*Short problem*:
Locate each line of the data below that contains the string "query", and copy those lines.

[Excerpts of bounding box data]
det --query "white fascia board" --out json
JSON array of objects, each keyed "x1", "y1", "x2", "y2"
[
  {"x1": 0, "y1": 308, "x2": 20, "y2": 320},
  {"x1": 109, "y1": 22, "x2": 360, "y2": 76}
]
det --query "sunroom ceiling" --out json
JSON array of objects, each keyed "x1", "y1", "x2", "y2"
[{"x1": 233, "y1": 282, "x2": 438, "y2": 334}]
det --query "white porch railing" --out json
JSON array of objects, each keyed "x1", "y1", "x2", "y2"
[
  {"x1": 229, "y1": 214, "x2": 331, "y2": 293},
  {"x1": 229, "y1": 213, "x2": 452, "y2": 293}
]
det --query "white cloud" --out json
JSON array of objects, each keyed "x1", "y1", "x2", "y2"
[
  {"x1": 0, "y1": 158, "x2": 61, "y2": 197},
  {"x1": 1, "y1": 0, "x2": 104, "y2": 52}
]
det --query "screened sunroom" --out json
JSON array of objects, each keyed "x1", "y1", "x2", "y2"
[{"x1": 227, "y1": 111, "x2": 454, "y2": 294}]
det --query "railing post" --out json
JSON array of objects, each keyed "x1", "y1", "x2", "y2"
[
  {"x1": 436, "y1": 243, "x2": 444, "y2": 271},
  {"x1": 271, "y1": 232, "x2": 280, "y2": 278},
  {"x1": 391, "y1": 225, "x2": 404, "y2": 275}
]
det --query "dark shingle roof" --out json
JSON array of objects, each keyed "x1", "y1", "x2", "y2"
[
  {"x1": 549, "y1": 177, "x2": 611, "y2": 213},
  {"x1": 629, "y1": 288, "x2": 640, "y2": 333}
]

*Solution for this exercise*:
det --query "white fascia board" --out json
det --query "sunroom ceiling" --out json
det --query "white porch railing" --out json
det --query "white cloud" --out json
det --query "screened sunroom" --out json
det --query "railing post" --out json
det --query "dark shingle roof" --out json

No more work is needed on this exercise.